→ TASK PROMPT:
Each line from the one containing "Target: eyebrow" onward, through the end of the entries, is to be transcribed exactly; nothing else is to be included.

*** Opening SOURCE MATERIAL ***

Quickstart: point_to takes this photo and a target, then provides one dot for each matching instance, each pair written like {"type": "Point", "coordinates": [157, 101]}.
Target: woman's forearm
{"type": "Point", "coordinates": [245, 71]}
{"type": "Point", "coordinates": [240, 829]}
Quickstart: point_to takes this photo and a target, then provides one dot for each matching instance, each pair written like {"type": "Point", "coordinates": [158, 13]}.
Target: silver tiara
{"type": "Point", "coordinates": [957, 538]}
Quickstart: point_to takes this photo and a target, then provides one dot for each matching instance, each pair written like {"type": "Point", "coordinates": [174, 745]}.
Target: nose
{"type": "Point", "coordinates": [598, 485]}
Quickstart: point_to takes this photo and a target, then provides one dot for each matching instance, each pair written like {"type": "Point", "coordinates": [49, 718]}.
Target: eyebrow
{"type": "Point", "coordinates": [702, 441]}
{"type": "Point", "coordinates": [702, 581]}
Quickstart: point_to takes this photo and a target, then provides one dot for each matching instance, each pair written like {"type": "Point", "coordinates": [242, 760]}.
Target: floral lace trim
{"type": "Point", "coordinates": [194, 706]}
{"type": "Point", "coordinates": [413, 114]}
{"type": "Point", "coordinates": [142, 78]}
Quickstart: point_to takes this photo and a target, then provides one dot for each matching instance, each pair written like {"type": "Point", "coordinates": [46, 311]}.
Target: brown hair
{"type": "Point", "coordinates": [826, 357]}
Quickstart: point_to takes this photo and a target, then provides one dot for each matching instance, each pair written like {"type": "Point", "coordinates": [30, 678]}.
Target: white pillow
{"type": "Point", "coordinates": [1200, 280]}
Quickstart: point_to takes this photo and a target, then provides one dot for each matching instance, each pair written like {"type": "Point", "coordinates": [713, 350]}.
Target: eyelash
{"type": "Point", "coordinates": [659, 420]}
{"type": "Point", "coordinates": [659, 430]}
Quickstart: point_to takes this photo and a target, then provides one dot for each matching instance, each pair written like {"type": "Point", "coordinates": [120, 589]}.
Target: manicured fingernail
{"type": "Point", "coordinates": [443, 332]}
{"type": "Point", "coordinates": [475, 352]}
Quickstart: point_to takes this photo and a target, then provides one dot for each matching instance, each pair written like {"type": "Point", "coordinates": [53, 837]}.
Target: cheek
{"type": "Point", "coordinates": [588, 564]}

*** Closing SOURCE MATERIAL ***

→ SOLUTION FOR THIS PROBLEM:
Target: eyebrow
{"type": "Point", "coordinates": [702, 441]}
{"type": "Point", "coordinates": [702, 581]}
Quickstart: point_to takes this photo and a target, then provides one dot for each matching instance, each pair written like {"type": "Point", "coordinates": [242, 760]}.
Target: floral lace trim
{"type": "Point", "coordinates": [194, 706]}
{"type": "Point", "coordinates": [413, 114]}
{"type": "Point", "coordinates": [142, 78]}
Quickstart: point_to takes this photo and a target, then provides one dot for each matching instance, each pair written like {"type": "Point", "coordinates": [46, 311]}.
Target: brown hair
{"type": "Point", "coordinates": [826, 357]}
Quickstart: point_to takes this photo and a target, then provides one dot for each matching instance, each pair written like {"type": "Point", "coordinates": [30, 678]}.
Target: white pillow
{"type": "Point", "coordinates": [1200, 280]}
Quickstart: point_to takes this photo and a target, then provides one dot for each matching instance, each pair written like {"type": "Point", "coordinates": [713, 350]}.
Target: eyelash
{"type": "Point", "coordinates": [659, 420]}
{"type": "Point", "coordinates": [659, 430]}
Quickstart: point_to takes this photo and a target, then provides one dot for each matching instance, each pair written like {"type": "Point", "coordinates": [120, 589]}.
Target: manicured fingernail
{"type": "Point", "coordinates": [443, 332]}
{"type": "Point", "coordinates": [475, 352]}
Quickstart: point_to takes this photo and a target, then provides one dot for each matching instance, each pair written like {"type": "Point", "coordinates": [53, 837]}.
Target: cheek
{"type": "Point", "coordinates": [588, 564]}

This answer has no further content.